*** Entries provided
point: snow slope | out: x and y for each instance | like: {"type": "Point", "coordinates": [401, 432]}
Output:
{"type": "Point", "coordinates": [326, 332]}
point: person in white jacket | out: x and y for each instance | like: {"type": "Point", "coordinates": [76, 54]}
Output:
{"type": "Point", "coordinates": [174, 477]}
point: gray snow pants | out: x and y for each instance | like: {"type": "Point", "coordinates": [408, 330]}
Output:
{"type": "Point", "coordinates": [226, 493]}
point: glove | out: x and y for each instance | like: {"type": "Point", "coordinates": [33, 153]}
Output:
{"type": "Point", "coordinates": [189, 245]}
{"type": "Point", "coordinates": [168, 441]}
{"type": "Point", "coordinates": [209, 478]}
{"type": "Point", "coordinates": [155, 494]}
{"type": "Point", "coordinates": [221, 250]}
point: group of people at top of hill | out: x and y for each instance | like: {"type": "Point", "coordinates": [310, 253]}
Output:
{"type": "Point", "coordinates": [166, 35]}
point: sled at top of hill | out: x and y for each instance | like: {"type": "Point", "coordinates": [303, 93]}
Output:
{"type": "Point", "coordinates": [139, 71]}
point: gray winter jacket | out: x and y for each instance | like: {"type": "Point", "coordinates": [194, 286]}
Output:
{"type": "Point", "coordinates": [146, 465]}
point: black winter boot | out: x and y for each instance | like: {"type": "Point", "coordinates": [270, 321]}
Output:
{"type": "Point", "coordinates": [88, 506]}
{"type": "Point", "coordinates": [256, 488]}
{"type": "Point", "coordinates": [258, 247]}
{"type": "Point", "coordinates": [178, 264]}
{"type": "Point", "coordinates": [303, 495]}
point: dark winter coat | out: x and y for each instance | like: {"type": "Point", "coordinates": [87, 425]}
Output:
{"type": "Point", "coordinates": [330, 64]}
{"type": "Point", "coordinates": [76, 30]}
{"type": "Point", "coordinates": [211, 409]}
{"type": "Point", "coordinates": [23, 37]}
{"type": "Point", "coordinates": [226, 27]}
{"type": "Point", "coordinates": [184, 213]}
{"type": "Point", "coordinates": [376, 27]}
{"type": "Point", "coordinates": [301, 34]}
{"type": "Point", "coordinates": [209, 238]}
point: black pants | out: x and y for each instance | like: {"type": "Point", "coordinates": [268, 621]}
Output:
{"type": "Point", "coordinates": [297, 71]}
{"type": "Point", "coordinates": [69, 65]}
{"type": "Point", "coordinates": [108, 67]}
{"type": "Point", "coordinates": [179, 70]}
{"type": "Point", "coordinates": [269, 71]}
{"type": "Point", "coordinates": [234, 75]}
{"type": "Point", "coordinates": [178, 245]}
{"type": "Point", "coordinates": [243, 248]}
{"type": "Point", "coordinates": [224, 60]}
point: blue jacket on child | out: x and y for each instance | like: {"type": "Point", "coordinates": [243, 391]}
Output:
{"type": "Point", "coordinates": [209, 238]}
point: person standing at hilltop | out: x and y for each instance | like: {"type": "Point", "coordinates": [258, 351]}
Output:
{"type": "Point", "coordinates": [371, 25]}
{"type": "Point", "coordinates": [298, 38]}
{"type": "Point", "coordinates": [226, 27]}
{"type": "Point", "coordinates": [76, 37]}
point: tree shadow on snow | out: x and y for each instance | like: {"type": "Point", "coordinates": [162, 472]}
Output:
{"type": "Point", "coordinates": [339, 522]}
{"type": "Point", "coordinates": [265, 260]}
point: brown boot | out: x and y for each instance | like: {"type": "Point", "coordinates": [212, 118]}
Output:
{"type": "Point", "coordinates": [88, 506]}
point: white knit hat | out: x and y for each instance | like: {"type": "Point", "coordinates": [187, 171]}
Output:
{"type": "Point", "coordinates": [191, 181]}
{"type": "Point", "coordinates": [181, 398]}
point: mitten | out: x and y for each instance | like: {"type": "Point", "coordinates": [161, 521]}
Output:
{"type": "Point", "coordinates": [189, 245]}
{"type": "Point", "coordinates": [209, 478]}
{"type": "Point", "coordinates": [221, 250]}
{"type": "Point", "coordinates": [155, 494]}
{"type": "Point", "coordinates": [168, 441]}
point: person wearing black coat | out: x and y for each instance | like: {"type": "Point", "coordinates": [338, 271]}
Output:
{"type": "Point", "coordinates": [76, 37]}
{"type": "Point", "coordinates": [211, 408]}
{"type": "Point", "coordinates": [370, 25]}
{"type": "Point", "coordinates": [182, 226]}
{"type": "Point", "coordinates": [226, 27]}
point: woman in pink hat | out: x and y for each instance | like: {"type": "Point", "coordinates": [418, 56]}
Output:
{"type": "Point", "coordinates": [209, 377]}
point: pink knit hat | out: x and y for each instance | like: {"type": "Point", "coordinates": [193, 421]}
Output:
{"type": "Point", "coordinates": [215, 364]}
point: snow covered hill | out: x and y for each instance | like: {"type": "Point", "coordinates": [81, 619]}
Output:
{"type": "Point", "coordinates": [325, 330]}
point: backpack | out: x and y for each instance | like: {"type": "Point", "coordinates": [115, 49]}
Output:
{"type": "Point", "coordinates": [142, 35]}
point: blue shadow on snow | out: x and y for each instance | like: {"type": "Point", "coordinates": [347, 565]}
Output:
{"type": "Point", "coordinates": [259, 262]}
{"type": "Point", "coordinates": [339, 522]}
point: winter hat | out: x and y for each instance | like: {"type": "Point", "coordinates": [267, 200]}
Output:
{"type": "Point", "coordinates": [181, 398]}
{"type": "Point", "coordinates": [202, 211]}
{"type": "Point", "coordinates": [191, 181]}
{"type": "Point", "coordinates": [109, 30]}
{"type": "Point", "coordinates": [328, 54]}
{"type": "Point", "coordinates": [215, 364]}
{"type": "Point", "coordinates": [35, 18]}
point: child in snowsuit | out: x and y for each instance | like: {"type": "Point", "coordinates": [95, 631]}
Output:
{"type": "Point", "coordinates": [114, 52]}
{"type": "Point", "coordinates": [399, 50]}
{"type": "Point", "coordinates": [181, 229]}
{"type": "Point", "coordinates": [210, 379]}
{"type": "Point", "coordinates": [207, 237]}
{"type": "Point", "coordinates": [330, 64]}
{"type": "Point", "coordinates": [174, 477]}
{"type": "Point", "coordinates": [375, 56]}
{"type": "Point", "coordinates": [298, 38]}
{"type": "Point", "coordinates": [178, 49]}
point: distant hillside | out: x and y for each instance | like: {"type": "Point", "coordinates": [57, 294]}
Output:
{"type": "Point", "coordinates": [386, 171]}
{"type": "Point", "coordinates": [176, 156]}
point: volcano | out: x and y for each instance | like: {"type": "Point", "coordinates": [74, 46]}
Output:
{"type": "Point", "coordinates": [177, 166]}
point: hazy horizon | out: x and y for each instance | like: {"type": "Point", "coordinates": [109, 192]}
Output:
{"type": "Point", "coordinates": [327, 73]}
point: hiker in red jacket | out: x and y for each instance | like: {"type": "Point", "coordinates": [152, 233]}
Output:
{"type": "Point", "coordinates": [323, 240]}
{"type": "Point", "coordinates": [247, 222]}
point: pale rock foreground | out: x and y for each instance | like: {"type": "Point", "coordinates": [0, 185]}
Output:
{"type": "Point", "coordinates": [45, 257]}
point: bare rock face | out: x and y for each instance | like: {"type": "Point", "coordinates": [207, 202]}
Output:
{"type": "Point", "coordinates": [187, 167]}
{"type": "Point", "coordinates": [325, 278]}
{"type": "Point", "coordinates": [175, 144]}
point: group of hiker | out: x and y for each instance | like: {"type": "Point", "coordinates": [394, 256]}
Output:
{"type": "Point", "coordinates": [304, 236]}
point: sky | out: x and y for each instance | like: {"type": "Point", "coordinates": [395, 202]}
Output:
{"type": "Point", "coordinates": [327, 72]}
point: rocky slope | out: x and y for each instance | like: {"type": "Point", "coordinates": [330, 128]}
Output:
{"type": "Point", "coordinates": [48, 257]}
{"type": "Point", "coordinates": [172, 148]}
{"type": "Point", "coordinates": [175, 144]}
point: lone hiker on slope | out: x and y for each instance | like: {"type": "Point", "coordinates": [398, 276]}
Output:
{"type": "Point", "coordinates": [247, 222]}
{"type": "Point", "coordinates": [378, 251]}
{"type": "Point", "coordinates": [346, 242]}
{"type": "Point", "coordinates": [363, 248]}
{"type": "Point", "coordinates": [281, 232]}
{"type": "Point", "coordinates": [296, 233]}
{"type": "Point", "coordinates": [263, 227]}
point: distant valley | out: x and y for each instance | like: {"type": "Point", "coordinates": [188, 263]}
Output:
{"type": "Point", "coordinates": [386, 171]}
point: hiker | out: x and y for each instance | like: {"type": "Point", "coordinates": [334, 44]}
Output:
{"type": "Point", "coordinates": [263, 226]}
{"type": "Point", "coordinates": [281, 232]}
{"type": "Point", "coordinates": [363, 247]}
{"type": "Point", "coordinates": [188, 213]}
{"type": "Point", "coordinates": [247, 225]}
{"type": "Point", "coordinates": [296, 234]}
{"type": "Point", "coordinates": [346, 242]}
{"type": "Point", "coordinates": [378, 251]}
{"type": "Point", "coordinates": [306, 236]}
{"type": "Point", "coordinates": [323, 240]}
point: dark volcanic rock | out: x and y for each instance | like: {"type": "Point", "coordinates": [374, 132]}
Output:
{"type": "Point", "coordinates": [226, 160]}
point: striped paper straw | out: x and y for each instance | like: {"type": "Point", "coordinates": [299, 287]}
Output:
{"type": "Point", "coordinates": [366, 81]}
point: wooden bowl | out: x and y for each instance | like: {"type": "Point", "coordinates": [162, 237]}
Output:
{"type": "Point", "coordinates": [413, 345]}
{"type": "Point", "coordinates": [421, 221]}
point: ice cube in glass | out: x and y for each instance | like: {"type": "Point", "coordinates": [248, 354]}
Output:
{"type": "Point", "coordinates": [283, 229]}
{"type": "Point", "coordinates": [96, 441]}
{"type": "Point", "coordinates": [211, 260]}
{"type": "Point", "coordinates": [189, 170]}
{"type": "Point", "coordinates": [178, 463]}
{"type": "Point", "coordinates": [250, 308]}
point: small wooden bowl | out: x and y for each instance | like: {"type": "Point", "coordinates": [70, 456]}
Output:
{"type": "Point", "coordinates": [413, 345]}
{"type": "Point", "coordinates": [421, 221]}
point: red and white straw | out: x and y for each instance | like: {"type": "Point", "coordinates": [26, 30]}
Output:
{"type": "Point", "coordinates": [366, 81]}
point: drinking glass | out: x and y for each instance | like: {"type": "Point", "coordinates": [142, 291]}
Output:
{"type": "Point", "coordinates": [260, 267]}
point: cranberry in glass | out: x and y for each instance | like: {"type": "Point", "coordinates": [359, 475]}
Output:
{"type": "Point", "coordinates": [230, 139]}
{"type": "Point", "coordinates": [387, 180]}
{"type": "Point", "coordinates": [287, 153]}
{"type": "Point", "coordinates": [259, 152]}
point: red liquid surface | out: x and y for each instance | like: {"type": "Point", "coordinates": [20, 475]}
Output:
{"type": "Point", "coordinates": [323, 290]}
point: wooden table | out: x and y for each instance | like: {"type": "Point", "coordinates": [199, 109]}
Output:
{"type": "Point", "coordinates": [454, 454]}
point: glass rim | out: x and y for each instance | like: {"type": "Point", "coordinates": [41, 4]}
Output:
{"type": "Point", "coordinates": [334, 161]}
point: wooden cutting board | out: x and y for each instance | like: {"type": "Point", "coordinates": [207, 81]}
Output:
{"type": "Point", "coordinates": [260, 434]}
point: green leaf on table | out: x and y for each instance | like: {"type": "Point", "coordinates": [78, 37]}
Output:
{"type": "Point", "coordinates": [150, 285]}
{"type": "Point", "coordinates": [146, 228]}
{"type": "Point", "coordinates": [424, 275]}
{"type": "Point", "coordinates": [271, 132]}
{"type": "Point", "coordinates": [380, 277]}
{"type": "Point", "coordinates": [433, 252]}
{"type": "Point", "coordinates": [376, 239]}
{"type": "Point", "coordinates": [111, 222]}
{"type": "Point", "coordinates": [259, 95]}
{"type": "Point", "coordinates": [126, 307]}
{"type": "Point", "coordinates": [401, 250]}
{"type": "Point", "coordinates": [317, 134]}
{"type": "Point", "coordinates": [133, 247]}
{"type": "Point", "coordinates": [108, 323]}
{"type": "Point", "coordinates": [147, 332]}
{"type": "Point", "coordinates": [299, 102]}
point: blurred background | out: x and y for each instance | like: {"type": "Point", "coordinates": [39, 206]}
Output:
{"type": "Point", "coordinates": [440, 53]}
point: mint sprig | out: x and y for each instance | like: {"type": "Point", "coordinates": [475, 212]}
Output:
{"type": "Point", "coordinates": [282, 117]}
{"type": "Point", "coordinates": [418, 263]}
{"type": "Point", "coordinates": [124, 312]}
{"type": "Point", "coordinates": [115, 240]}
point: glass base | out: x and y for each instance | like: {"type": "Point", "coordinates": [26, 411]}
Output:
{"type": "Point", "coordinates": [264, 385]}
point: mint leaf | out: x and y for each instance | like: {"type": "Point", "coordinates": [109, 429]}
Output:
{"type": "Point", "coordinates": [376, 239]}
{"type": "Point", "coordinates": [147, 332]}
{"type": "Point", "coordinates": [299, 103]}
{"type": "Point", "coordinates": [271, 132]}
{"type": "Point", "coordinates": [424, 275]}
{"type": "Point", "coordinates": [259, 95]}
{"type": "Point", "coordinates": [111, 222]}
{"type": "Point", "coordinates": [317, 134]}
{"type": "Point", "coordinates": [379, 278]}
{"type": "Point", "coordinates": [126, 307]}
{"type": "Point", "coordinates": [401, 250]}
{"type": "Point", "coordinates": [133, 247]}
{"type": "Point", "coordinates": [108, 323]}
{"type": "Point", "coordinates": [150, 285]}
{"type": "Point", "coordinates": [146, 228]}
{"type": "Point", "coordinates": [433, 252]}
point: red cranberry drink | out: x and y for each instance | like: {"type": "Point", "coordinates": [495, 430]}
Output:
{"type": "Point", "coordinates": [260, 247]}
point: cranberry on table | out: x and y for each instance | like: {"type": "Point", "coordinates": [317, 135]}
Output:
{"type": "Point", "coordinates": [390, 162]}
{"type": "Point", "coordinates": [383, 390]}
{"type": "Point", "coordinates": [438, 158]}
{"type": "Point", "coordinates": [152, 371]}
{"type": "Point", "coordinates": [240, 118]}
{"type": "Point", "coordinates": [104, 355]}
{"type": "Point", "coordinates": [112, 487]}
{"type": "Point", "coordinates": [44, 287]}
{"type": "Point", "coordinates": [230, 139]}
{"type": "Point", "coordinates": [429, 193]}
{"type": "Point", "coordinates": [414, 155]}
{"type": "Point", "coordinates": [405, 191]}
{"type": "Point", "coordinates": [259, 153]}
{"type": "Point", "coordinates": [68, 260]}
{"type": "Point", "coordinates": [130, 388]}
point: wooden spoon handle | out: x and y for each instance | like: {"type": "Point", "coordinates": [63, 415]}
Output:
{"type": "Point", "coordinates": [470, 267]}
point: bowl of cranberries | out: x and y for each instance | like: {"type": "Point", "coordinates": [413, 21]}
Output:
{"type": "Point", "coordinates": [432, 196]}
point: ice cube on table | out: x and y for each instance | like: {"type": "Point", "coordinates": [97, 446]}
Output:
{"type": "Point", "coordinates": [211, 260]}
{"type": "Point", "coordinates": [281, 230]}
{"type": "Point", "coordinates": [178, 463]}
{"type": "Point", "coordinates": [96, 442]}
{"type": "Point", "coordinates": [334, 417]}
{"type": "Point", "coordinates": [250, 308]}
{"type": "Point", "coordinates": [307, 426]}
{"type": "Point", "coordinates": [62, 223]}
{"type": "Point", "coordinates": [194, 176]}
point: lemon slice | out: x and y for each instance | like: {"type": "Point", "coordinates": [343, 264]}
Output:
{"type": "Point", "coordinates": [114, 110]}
******
● Instructions to follow
Copy out, unchanged, the stretch of the records from the line containing "point: ice cube on" through the end.

● Output of the task
point: ice cube on table | out: x and y for each instance | like: {"type": "Point", "coordinates": [97, 446]}
Output:
{"type": "Point", "coordinates": [211, 260]}
{"type": "Point", "coordinates": [281, 230]}
{"type": "Point", "coordinates": [178, 463]}
{"type": "Point", "coordinates": [96, 442]}
{"type": "Point", "coordinates": [334, 417]}
{"type": "Point", "coordinates": [250, 308]}
{"type": "Point", "coordinates": [307, 426]}
{"type": "Point", "coordinates": [62, 223]}
{"type": "Point", "coordinates": [194, 176]}
point: lemon slice | out: x and y for each instance | like: {"type": "Point", "coordinates": [343, 264]}
Output:
{"type": "Point", "coordinates": [114, 110]}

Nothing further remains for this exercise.